**Exercise aim**
Lay out the listing below as a Markdown table with two columns, "Row" for the row number and "Line" for each line, leaving out blank lines.
start
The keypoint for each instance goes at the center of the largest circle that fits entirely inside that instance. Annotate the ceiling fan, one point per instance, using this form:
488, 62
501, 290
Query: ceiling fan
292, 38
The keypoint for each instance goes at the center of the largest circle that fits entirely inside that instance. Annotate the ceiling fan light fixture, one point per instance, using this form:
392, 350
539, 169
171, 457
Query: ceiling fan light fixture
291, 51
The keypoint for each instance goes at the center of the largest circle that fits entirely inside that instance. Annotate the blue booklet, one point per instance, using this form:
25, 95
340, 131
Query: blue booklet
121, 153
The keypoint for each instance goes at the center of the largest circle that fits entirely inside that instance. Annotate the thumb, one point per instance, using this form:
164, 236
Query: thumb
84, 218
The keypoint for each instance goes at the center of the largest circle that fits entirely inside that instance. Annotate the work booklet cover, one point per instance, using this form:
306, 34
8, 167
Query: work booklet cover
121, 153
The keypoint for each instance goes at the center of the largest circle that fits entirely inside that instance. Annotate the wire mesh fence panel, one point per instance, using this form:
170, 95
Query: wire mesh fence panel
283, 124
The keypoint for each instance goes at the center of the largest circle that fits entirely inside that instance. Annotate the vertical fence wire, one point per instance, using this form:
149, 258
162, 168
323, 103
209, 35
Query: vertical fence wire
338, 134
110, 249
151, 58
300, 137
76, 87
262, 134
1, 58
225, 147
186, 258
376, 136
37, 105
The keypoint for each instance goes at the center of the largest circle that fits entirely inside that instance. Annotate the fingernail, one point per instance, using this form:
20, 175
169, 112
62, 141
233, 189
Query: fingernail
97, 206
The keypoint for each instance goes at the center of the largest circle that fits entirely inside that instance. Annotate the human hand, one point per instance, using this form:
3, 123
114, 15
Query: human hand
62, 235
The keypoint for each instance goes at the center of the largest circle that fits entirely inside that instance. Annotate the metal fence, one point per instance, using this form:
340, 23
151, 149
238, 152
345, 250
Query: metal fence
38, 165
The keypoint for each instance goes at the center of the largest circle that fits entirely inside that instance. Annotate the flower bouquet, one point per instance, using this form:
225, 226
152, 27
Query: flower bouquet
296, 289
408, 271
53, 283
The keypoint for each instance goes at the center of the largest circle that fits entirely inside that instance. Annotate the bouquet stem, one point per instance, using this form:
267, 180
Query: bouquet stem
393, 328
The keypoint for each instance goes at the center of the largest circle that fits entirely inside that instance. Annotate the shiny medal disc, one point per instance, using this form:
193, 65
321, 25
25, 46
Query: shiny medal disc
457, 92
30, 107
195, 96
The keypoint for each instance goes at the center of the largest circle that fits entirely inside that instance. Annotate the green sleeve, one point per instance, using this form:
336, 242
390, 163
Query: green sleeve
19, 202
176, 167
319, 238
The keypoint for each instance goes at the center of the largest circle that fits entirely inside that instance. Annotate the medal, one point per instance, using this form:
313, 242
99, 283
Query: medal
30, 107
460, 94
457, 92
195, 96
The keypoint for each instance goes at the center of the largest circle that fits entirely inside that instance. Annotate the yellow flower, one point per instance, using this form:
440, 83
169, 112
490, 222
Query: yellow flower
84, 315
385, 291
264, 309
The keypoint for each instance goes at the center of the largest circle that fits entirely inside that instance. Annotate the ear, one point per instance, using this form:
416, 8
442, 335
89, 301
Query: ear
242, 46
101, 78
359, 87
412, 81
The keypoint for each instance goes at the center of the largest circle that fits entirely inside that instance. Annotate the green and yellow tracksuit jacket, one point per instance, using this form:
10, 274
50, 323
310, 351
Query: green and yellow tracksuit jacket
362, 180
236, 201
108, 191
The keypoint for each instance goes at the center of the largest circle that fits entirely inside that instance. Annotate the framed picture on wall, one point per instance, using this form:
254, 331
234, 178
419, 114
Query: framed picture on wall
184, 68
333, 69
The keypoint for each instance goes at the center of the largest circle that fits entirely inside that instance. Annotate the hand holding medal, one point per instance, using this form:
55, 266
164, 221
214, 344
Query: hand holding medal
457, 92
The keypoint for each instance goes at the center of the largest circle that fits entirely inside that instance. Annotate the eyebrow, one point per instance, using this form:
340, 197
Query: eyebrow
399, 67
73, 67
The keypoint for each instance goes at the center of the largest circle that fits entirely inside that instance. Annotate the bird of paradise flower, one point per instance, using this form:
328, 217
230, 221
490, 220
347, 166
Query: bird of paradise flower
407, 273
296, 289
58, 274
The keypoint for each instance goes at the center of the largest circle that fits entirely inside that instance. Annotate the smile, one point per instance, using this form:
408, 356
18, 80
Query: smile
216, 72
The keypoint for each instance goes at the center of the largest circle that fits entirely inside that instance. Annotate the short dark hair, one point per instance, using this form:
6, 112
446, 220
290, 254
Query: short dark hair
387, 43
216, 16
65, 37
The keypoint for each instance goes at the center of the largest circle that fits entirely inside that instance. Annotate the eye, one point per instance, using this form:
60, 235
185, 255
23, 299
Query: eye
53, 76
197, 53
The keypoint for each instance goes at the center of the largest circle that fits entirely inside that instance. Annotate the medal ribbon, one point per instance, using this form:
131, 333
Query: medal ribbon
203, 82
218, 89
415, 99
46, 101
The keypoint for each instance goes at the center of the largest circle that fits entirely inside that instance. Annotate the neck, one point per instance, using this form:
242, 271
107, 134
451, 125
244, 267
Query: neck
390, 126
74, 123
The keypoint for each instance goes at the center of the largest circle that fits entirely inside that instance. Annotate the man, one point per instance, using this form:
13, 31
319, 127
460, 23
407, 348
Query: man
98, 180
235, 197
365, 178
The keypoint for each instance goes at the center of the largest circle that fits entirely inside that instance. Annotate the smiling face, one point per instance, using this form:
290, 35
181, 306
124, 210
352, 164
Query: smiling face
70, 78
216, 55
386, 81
end
**Full response**
| Row | Line |
|---|---|
| 1 | The keypoint for each instance goes at the center of the largest circle that fits entirely inside that instance. Annotate the ceiling fan, one point per instance, using this form: |
| 2 | 488, 62 |
| 3 | 501, 290 |
| 4 | Query: ceiling fan |
| 5 | 292, 38 |
| 6 | The keypoint for each instance goes at the center of the largest circle that fits entirely inside that instance. Annotate the ceiling fan light fixture, one point per instance, using this form: |
| 7 | 392, 350 |
| 8 | 539, 169 |
| 9 | 171, 457 |
| 10 | Query: ceiling fan light fixture |
| 11 | 291, 51 |
| 12 | The keypoint for each instance goes at the center of the largest circle that fits entirely inside that instance. Annotate the blue booklet, one point per instance, using this form: |
| 13 | 25, 95 |
| 14 | 340, 131 |
| 15 | Query: blue booklet |
| 16 | 121, 153 |
| 17 | The keypoint for each instance goes at the center of the largest circle that fits entirely inside that instance. Annotate the thumb, one point per instance, using this form: |
| 18 | 164, 236 |
| 19 | Query: thumb |
| 20 | 84, 218 |
| 21 | The keypoint for each instance goes at the center of the largest circle that fits entirely inside that instance. Annotate the work booklet cover, one point per instance, using this form: |
| 22 | 306, 34 |
| 23 | 8, 167 |
| 24 | Query: work booklet cover |
| 25 | 121, 153 |
| 26 | The keypoint for each instance goes at the center of the largest circle that fits entirely inside that instance. Annotate the wire mesh fence panel, one point per instance, using this form: |
| 27 | 170, 95 |
| 28 | Query: wire mesh fence panel |
| 29 | 283, 124 |
| 30 | The keypoint for each instance goes at the center of the largest circle that fits entirely inside that instance. Annotate the vertical fence wire, one point per instance, using this form: |
| 31 | 149, 258 |
| 32 | 162, 168 |
| 33 | 323, 103 |
| 34 | 209, 35 |
| 35 | Query: vertical fence wire |
| 36 | 338, 134 |
| 37 | 110, 249 |
| 38 | 151, 58 |
| 39 | 300, 137 |
| 40 | 76, 87 |
| 41 | 262, 134 |
| 42 | 1, 58 |
| 43 | 225, 147 |
| 44 | 186, 258 |
| 45 | 376, 136 |
| 46 | 37, 105 |
| 47 | The keypoint for each instance goes at the center of the largest circle that fits entirely inside that instance. Annotate the fingernail, one point per instance, using this form: |
| 48 | 20, 175 |
| 49 | 169, 112 |
| 50 | 62, 141 |
| 51 | 233, 189 |
| 52 | Query: fingernail |
| 53 | 97, 206 |
| 54 | The keypoint for each instance goes at the center of the largest circle that fits entirely inside that instance. Annotate the human hand, one point per instance, using this form: |
| 55 | 3, 123 |
| 56 | 114, 15 |
| 57 | Query: human hand |
| 58 | 62, 235 |
| 59 | The keypoint for each instance goes at the center of the largest circle that fits entirely inside that instance. Annotate the metal fence, one point per instance, using this form: |
| 60 | 340, 23 |
| 61 | 151, 149 |
| 62 | 238, 152 |
| 63 | 345, 250 |
| 64 | Query: metal fence |
| 65 | 38, 165 |
| 66 | The keypoint for each instance goes at the center of the largest circle that fits entirely inside that instance. Annotate the flower bouquet, one point per instance, using this form: |
| 67 | 225, 226 |
| 68 | 152, 27 |
| 69 | Query: flower bouquet |
| 70 | 296, 289 |
| 71 | 408, 271 |
| 72 | 53, 283 |
| 73 | The keypoint for each instance goes at the center of the largest circle that fits entirely inside that instance. Annotate the bouquet stem, one point per instance, using this form: |
| 74 | 267, 180 |
| 75 | Query: bouquet stem |
| 76 | 393, 328 |
| 77 | The keypoint for each instance goes at the center of the largest circle that fits entirely inside that instance. Annotate the shiny medal disc, one point per instance, using this form: |
| 78 | 193, 65 |
| 79 | 321, 25 |
| 80 | 25, 46 |
| 81 | Query: shiny medal disc |
| 82 | 457, 92 |
| 83 | 30, 107 |
| 84 | 195, 96 |
| 85 | The keypoint for each instance goes at the center of the largest circle that fits entirely inside that instance. Annotate the green sleeve, one point per instance, using this form: |
| 86 | 336, 242 |
| 87 | 390, 163 |
| 88 | Query: green sleeve |
| 89 | 19, 202 |
| 90 | 176, 167 |
| 91 | 319, 238 |
| 92 | The keypoint for each instance goes at the center of the largest circle that fits entirely inside that instance. Annotate the medal, one point per instance, using this form: |
| 93 | 313, 242 |
| 94 | 99, 283 |
| 95 | Query: medal |
| 96 | 30, 107 |
| 97 | 460, 94 |
| 98 | 457, 92 |
| 99 | 195, 96 |
| 100 | The keypoint for each instance goes at the center of the largest circle that fits entirely inside that instance. Annotate the yellow flower, one point per instance, using this form: |
| 101 | 440, 83 |
| 102 | 169, 112 |
| 103 | 490, 222 |
| 104 | Query: yellow flower |
| 105 | 84, 315 |
| 106 | 385, 291 |
| 107 | 264, 309 |
| 108 | The keypoint for each instance goes at the center of the largest circle that fits entirely inside that instance. Annotate the ear, one point per instance, using this form: |
| 109 | 416, 8 |
| 110 | 442, 335 |
| 111 | 89, 301 |
| 112 | Query: ear |
| 113 | 242, 46 |
| 114 | 101, 78 |
| 115 | 359, 87 |
| 116 | 412, 81 |
| 117 | The keypoint for each instance goes at the center of the largest circle that fits entirely inside that instance. Annotate the green and yellow tracksuit jacket, one point per instance, using this form: |
| 118 | 10, 274 |
| 119 | 50, 323 |
| 120 | 310, 351 |
| 121 | Query: green and yellow tracksuit jacket |
| 122 | 362, 180 |
| 123 | 236, 201 |
| 124 | 108, 191 |
| 125 | The keypoint for each instance goes at the center of the largest circle that fits entirely inside that instance. Annotate the framed picture on wall, one point per instance, using this form: |
| 126 | 254, 331 |
| 127 | 234, 178 |
| 128 | 419, 114 |
| 129 | Query: framed picture on wall |
| 130 | 184, 68 |
| 131 | 333, 69 |
| 132 | The keypoint for each instance goes at the center of the largest circle that fits entirely inside that instance. Annotate the hand holding medal, one point per instance, using this form: |
| 133 | 55, 266 |
| 134 | 164, 221 |
| 135 | 214, 344 |
| 136 | Query: hand holding medal |
| 137 | 457, 92 |
| 138 | The keypoint for each instance goes at the center of the largest circle that fits entirely inside that instance. Annotate the eyebrow, one point per instance, using this form: |
| 139 | 340, 197 |
| 140 | Query: eyebrow |
| 141 | 399, 67 |
| 142 | 73, 67 |
| 143 | The keypoint for each instance goes at the center of the largest circle that fits entirely inside that instance. Annotate the bird of paradise flower, one point per instance, using this form: |
| 144 | 328, 217 |
| 145 | 230, 221 |
| 146 | 490, 220 |
| 147 | 347, 166 |
| 148 | Query: bird of paradise flower |
| 149 | 407, 273 |
| 150 | 296, 289 |
| 151 | 58, 274 |
| 152 | The keypoint for each instance goes at the center of the largest circle that fits entirely inside that instance. Annotate the smile, one point per instance, using this form: |
| 153 | 408, 356 |
| 154 | 18, 80 |
| 155 | Query: smile |
| 156 | 216, 72 |
| 157 | The keypoint for each instance goes at the center of the largest circle that fits entirely inside that instance. Annotate the short dark hair, one point per instance, using this form: |
| 158 | 6, 112 |
| 159 | 446, 220 |
| 160 | 290, 254 |
| 161 | Query: short dark hair |
| 162 | 387, 43 |
| 163 | 216, 16 |
| 164 | 65, 37 |
| 165 | The keypoint for each instance goes at the center of the largest circle that fits entirely inside that instance. Annotate the eye, one point per instance, using this form: |
| 166 | 60, 235 |
| 167 | 185, 255 |
| 168 | 23, 299 |
| 169 | Query: eye |
| 170 | 53, 76 |
| 171 | 197, 53 |
| 172 | The keypoint for each instance goes at the center of the largest circle that fits entirely inside that instance. Annotate the medal ribbon, one point per instance, using this form: |
| 173 | 131, 333 |
| 174 | Query: medal ribbon |
| 175 | 203, 82 |
| 176 | 218, 89 |
| 177 | 415, 99 |
| 178 | 46, 101 |
| 179 | The keypoint for each instance goes at the center of the largest circle that fits entirely inside that instance. Annotate the neck, one point per instance, using this form: |
| 180 | 242, 271 |
| 181 | 107, 134 |
| 182 | 451, 125 |
| 183 | 244, 267 |
| 184 | Query: neck |
| 185 | 390, 126 |
| 186 | 74, 123 |
| 187 | The keypoint for each instance goes at the center of the largest circle that fits entirely inside that instance. Annotate the man, one point per instance, using this form: |
| 188 | 13, 31 |
| 189 | 319, 127 |
| 190 | 460, 23 |
| 191 | 407, 348 |
| 192 | Query: man |
| 193 | 98, 180 |
| 194 | 235, 197 |
| 195 | 365, 178 |
| 196 | The keypoint for each instance goes at the center of the largest circle that fits entirely inside that instance. Annotate the smiling face, one point per instance, using this form: |
| 197 | 290, 35 |
| 198 | 181, 306 |
| 199 | 124, 210 |
| 200 | 352, 164 |
| 201 | Query: smiling face |
| 202 | 70, 78 |
| 203 | 216, 55 |
| 204 | 386, 81 |